Two dashboards are available for monitoring the descheduler behaviour.

Load Aware ReBalancing (Grafana)

A Grafana dashboard for the PSI-based load-aware rebalancing profile. See monitoring/README.md for deployment instructions.

Memory Aware Rebalancing (Perses — on-cluster via COO)

The dashboard can be deployed directly onto the cluster using the Cluster Observability Operator (COO) PersesDashboard CRD. This makes it available inside the OpenShift Console under Observe → Dashboards.

Prerequisites: COO ≥ v1.3 installed (Perses CRDs present), jq.

Step 1 — Enable Perses in the COO UIPlugin

If no UIPlugin exists yet, create one:

$ oc apply -f - <<'EOF'
apiVersion: observability.openshift.io/v1alpha1
kind: UIPlugin
metadata:
  name: monitoring
spec:
  type: Monitoring
  monitoring:
    perses:
      enabled: true
EOF

If a monitoring UIPlugin already exists (e.g. created by another component), patch it instead:

$ oc patch uiplugins.observability.openshift.io monitoring \
    --type=merge \
    -p '{"spec":{"monitoring":{"perses":{"enabled":true}}}}'

Wait until the Perses server is up:

$ oc rollout status statefulset/perses \
    -n openshift-cluster-observability-operator

Step 2 — Create a namespace and grant Thanos access

$ oc new-project descheduler-monitoring

$ oc create serviceaccount perses-datasource-sa -n descheduler-monitoring

$ oc adm policy add-cluster-role-to-user cluster-monitoring-view \
    -z perses-datasource-sa -n descheduler-monitoring

Step 3 — Create the bearer-token secret

$ oc create secret generic thanos-querier-datasource-secret \
    -n descheduler-monitoring \
    --from-literal=token="$(
        oc create token perses-datasource-sa \
            -n descheduler-monitoring \
            --duration=8760h
    )"

Note

oc create token issues a short-lived token bounded to the ServiceAccount. Rotate it by re-running Step 3 and Step 5 below.

────────────────────────────────────────

According to the descheduler monitoring text, where in the OpenShift Console does the Perses dashboard become available? Rely only on the descheduler monitoring text.

Saved entries:
────────────────────────────────────────

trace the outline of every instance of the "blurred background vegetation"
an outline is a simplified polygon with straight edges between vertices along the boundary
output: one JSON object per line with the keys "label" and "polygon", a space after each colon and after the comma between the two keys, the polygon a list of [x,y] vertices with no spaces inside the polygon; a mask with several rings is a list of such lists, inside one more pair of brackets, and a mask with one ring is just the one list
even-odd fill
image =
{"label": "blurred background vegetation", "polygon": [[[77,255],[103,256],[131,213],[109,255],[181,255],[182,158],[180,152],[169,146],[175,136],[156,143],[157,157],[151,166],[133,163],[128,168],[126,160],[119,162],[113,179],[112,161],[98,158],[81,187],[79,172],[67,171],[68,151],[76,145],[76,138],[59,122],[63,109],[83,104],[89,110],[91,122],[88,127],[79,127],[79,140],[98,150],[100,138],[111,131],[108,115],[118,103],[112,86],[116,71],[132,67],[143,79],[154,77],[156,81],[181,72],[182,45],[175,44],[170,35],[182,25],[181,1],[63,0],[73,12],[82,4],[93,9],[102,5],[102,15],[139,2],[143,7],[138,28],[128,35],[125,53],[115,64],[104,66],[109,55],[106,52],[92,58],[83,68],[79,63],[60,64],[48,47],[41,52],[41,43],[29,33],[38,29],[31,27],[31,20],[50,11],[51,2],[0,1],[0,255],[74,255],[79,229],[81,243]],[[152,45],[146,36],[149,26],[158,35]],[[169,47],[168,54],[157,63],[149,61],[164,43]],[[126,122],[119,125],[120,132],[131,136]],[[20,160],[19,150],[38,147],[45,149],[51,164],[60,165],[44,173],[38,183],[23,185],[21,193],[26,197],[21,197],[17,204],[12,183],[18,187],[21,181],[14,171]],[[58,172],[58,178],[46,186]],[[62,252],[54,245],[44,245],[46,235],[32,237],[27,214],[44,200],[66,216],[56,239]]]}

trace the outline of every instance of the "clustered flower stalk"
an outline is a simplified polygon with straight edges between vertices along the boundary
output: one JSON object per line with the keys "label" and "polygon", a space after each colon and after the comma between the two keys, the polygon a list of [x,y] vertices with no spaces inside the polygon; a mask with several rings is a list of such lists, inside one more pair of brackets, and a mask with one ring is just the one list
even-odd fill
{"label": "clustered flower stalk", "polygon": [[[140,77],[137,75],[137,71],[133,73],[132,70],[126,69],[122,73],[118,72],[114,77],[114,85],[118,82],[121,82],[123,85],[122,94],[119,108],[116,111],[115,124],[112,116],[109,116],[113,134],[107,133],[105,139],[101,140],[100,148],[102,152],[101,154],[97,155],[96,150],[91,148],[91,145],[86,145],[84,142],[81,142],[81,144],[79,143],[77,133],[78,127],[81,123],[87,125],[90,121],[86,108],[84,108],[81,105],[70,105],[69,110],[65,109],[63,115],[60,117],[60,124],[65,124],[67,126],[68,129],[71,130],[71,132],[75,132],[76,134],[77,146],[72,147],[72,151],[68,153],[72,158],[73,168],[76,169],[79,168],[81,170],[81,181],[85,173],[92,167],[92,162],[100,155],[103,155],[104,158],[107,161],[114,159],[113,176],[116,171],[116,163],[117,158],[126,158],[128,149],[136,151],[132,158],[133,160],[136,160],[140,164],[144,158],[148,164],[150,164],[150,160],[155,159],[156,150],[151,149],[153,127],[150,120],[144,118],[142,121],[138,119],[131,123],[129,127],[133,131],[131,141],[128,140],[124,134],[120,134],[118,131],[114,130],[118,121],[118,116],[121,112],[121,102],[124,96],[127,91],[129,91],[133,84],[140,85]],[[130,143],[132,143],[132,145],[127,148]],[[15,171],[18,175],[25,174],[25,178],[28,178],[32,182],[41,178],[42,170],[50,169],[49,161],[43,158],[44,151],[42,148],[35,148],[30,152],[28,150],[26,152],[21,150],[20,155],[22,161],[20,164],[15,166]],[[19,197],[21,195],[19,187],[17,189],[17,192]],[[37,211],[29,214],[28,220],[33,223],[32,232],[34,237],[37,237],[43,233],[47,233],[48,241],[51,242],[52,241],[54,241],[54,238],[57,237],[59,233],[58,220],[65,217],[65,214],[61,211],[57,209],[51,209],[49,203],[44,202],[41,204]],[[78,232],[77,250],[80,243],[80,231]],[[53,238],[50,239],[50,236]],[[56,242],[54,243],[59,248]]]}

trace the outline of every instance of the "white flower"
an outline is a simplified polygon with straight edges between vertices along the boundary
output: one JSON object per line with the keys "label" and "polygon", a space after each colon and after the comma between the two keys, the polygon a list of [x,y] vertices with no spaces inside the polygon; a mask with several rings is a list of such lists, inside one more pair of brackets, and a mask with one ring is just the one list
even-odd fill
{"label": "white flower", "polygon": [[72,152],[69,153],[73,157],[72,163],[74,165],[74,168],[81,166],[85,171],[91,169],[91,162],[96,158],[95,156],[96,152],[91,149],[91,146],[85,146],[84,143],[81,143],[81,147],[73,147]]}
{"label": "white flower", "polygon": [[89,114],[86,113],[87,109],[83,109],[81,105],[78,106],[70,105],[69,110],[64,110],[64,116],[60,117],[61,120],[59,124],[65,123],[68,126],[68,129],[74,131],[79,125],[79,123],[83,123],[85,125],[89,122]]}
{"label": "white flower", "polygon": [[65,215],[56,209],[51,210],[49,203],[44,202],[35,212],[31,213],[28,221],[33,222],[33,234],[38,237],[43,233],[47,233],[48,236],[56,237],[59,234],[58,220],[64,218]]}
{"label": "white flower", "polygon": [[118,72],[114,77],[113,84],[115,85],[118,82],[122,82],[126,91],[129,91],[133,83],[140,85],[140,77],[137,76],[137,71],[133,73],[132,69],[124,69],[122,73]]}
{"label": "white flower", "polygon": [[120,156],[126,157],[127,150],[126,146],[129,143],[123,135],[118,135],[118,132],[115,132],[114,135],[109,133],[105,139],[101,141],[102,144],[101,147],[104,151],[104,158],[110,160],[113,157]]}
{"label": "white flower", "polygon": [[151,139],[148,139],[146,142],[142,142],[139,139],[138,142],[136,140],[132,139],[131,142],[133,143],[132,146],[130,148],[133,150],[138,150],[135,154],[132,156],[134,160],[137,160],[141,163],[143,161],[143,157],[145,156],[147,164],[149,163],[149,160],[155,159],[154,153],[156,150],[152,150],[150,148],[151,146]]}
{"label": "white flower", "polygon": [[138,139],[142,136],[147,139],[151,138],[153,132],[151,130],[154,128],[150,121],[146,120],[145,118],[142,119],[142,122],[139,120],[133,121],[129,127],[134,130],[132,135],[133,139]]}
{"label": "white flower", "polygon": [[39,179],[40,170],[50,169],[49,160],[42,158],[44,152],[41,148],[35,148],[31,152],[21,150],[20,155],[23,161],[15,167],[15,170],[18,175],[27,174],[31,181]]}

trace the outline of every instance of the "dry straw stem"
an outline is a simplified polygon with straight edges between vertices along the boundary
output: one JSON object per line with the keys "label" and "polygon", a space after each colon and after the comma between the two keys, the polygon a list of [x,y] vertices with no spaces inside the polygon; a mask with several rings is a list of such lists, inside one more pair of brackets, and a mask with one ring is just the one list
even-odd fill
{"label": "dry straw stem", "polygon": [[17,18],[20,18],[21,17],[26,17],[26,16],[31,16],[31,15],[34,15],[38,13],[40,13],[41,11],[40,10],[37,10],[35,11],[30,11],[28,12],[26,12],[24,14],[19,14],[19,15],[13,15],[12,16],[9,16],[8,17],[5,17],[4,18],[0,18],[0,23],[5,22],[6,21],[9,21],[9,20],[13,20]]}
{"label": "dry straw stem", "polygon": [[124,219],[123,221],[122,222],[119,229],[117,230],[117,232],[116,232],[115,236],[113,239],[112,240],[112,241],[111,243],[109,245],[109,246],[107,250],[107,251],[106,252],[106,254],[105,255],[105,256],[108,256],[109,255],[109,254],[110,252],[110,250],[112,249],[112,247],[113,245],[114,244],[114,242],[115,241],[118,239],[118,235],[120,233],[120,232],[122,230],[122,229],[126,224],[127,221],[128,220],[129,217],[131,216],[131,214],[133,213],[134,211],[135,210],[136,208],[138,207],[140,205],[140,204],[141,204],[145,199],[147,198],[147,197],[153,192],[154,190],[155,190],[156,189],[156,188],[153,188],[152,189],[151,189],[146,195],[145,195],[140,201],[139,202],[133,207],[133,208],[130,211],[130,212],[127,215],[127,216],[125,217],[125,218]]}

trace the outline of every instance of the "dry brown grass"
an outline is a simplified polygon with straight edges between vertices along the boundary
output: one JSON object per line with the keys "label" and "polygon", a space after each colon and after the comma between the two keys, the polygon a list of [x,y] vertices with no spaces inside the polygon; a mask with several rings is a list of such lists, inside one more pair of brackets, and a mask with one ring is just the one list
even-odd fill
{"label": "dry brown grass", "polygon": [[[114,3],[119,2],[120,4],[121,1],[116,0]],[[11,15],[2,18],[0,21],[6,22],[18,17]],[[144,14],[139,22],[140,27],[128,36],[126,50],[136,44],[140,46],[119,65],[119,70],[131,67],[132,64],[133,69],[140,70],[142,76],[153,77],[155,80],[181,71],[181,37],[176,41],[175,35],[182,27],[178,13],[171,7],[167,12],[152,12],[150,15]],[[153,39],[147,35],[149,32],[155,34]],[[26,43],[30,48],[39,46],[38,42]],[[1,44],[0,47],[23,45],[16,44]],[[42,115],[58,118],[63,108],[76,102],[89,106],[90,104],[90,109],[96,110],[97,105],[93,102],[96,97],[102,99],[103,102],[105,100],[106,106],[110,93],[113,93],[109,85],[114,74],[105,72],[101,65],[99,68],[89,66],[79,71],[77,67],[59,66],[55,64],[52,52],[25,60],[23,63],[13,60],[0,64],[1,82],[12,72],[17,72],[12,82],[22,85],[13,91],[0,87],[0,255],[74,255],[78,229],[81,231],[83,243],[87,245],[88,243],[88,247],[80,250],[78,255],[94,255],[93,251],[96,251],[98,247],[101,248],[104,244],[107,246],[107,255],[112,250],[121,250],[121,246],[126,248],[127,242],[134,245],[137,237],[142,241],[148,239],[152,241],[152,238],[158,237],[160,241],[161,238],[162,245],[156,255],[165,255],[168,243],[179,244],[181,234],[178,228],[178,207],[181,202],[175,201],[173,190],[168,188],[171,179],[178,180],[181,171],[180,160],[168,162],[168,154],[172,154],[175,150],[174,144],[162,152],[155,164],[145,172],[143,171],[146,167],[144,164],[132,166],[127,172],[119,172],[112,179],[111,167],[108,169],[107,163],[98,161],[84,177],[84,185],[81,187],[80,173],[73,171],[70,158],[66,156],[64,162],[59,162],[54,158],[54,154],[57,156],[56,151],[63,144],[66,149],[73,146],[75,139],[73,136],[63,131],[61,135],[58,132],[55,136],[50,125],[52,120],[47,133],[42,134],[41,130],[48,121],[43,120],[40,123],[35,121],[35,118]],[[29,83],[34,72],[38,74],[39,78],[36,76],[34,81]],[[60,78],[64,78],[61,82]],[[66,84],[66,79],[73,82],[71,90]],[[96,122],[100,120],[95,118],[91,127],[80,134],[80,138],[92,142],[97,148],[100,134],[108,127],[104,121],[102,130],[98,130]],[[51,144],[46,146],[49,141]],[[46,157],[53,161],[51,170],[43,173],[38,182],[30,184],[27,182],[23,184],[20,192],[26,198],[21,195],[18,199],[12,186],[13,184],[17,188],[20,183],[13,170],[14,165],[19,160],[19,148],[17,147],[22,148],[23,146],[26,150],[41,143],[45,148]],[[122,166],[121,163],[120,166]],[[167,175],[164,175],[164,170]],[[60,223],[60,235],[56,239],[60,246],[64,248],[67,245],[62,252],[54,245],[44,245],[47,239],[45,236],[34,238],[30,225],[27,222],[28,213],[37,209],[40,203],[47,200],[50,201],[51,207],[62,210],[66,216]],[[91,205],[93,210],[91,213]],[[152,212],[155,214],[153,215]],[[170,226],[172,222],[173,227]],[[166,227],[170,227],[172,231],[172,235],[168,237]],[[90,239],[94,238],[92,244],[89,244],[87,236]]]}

────────────────────────────────────────

**RESULT:**
Under Observe → Dashboards.